» Activity 1
Condense the paragraph of the passage on Communism that begins "On the one hand, Communism answered" into a short bulleted list that keeps its main facts.
» Activity 2
In the passage on Communism, which three things does Susan Buck-Morss include in her definition of "mass-utopian projects"?
» Activity 3
Write the next few sentences of the passage on Communism, picking up after its final sentence.

» Text excerpt
On the one hand, Communism answered people’s need for cohesion, identity, and justice, as well as social and political stability (that is, once revolutions and/or civil wars were over or purges were concluded). Under Communism, many people led perfectly meaningful and healthy lives, built families and educated their children, lifted themselves out of poverty, and had access to culture and sports. Many Communists led exemplary lives of selflessness, courage, and sacrifice, whether it was in defense of their country (fighting fascism) or in pursuit of a better (socialist) future. But as Lefort points out, beneath the utopian rhetoric of emancipation, freedom from exploitation, and social harmony was another reality: “their love of discipline of action and thought; their love of authority, culminating in the cult of the supreme leader; their love of order, for which the system provided the criteria; and their love of uniformity, which they fulfilled already in the spectacle of unanimity.” Lefort captures admirably both the revolutionary and liberating aspects of Communism with its more conservative and authoritarian aspects, what Le Guin once called “the ambiguity of utopia”. Susan Buck-Morss has spoken of “mass-utopian projects”, and includes both capitalism and communism in her definition that include “mass sovereignty, mass production and mass culture”. This allows us to see these projects in a continuum and to not equate utopia with the gulag, or as something “unrealistic, harmful, and naive.”

» Listed records
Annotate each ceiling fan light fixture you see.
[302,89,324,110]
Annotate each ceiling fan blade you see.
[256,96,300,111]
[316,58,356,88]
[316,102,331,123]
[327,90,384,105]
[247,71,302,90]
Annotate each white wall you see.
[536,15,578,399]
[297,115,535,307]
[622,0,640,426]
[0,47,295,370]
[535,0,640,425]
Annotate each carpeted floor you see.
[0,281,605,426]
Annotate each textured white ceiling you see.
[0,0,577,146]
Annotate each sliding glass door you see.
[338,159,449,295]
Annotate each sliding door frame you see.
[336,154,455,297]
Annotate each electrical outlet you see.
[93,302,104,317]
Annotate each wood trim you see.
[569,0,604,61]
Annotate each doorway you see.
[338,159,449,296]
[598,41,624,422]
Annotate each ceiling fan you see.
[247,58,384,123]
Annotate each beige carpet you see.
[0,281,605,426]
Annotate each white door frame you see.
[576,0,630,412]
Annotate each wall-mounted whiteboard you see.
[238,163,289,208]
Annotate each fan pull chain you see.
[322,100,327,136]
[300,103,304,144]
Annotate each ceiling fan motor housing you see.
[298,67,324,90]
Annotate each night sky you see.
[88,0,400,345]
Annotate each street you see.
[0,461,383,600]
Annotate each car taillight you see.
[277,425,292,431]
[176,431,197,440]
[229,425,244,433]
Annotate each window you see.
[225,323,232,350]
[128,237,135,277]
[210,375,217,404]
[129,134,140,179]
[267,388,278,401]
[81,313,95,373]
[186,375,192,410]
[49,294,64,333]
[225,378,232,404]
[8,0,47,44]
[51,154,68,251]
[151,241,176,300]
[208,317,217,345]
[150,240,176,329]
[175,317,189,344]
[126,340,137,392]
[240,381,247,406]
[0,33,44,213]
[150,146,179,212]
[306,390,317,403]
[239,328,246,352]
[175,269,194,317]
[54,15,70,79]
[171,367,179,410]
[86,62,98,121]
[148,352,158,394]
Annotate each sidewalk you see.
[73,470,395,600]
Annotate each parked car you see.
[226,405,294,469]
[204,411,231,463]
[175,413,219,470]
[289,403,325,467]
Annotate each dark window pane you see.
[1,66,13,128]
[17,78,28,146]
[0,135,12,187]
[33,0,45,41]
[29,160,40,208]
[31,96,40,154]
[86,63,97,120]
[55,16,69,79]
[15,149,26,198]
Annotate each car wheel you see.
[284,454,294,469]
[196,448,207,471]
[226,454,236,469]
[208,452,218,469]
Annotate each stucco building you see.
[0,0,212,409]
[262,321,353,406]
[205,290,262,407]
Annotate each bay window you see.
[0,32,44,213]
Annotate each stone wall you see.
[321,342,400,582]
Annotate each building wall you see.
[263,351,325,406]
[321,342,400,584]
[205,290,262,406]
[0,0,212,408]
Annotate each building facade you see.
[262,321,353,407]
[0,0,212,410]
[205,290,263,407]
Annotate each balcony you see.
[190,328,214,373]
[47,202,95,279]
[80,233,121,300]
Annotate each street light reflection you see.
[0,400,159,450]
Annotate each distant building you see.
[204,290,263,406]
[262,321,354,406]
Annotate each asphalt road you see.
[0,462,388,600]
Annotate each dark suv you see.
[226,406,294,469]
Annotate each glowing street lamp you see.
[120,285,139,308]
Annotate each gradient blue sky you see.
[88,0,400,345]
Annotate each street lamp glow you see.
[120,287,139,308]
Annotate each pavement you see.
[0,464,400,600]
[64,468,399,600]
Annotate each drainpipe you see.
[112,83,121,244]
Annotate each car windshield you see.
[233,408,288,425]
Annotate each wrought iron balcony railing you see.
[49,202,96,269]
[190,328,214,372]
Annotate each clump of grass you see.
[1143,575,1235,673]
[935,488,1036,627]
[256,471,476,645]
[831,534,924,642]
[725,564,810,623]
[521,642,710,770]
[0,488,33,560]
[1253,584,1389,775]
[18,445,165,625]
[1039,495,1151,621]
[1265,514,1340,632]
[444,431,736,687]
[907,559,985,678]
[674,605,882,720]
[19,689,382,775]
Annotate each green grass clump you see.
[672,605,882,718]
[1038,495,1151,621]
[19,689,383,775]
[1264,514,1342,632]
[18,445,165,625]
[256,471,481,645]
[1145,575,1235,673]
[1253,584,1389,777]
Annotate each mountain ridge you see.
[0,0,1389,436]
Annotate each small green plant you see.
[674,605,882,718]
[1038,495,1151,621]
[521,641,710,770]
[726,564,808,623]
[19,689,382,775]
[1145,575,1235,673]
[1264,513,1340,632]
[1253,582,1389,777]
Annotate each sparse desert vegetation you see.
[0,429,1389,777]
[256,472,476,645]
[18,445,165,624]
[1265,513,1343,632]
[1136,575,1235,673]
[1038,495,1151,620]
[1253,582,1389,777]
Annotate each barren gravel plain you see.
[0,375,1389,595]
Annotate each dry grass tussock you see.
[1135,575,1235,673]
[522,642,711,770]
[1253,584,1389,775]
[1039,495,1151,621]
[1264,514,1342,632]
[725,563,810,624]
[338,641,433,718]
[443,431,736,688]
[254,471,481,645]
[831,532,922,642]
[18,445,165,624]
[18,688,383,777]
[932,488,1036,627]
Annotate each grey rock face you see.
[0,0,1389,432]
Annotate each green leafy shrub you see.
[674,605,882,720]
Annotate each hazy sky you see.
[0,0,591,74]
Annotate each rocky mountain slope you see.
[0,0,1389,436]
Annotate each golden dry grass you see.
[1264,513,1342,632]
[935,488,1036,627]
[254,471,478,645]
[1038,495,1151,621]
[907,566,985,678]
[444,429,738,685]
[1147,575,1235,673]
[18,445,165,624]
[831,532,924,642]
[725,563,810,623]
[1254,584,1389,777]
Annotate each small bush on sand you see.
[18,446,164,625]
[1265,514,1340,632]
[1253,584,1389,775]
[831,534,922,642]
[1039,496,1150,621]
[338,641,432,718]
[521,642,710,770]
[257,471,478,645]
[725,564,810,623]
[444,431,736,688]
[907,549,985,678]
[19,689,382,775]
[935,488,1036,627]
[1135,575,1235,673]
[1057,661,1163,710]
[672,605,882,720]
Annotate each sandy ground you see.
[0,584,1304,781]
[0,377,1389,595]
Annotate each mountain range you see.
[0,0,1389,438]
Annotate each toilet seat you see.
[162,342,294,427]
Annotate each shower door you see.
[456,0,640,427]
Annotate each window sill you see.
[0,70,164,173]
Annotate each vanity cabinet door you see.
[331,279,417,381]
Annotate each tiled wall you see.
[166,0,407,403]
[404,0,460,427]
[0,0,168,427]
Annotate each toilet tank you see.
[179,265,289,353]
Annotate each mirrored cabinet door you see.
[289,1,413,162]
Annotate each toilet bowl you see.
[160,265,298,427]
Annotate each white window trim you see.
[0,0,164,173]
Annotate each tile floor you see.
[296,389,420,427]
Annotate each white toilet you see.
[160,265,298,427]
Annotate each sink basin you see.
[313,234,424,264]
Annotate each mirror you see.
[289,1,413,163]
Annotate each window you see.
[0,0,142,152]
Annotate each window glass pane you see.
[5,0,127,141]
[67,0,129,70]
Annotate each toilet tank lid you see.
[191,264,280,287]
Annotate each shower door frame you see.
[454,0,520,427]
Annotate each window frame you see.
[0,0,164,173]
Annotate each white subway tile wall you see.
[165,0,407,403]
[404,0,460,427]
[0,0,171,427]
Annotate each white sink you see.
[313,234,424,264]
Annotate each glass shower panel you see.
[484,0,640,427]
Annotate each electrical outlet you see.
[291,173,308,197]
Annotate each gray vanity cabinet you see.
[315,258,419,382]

» Final answer 1
- Communism met people's need for cohesion, identity, justice, and social and political stability, once revolutions, civil wars, or purges had ended.
- Many people under Communism led meaningful, healthy lives. They raised and educated families, escaped poverty, and had access to culture and sports.
- Many Communists showed selflessness, courage, and sacrifice, whether defending their country against fascism or working toward a socialist future.
- Lefort argues that beneath the rhetoric of emancipation and harmony lay a love of discipline, authority (culminating in the cult of the supreme leader), order, and uniformity.
- Lefort thus captures both the liberating and the authoritarian sides of Communism, which Le Guin called "the ambiguity of utopia."
- Susan Buck-Morss's idea of "mass-utopian projects" covers both capitalism and communism and includes "mass sovereignty, mass production and mass culture."
- This view places the projects on a continuum and avoids equating utopia with the gulag or calling it "unrealistic, harmful, and naive."

» Final answer 2
Mass sovereignty, mass production and mass culture.

» Final answer 3
In her 1971 novel, The Lathe of Heaven, Ursula K. Le Guin chronicles the ordeal of George Orr, a thirty-year old draftsman whose dreams literally come true. Terrified at having this ability (he believes he caused his aunt’s death), he tries to avoid sleep by using drugs, for which he is sent to a psychiatrist, a Dr. Haber. Haber is skeptical at first, but then tries to harness Orr’s powers for his own personal advancement (successfully), but eventually he becomes more ambitious. Haber’s utopian impulses lead him to channel Orr’s dreams through the use of a machine (the Augmentor) that manipulates Orr’s brainwaves as he enters a dream state. Haber’s good intentions, however, have unintended consequences: in wanting to solve overpopulation problems, a plague is unleashed that kills 6 of the 7 billion people on the planet; in seeking to cure racial injustice all human beings end up with a skin color that is battleship gray; in trying to end war he causes an alien invasion of the planet. Orr’s dreams are the perfect utopian device since the only person (aside from Orr) who remembers what things were like before the dream becomes “effective” is Dr. Haber. Imagine what Stalin or Mao could have done with George Orr’s dreams: they would have been able to avoid civil war, party purges, class struggle, the gulag and the violence of collectivization (or erase the memory of them having occurred).
But, Le Guin, reminds us, those of us who want to play God end up being “destroyed by the lathe of heaven”. As we look at the utopian politics of our recent past, as they tried to create heaven on earth, perhaps it is not the lathe of heaven but the lathe of history that has expelled us from paradise and shattered some of our dreams.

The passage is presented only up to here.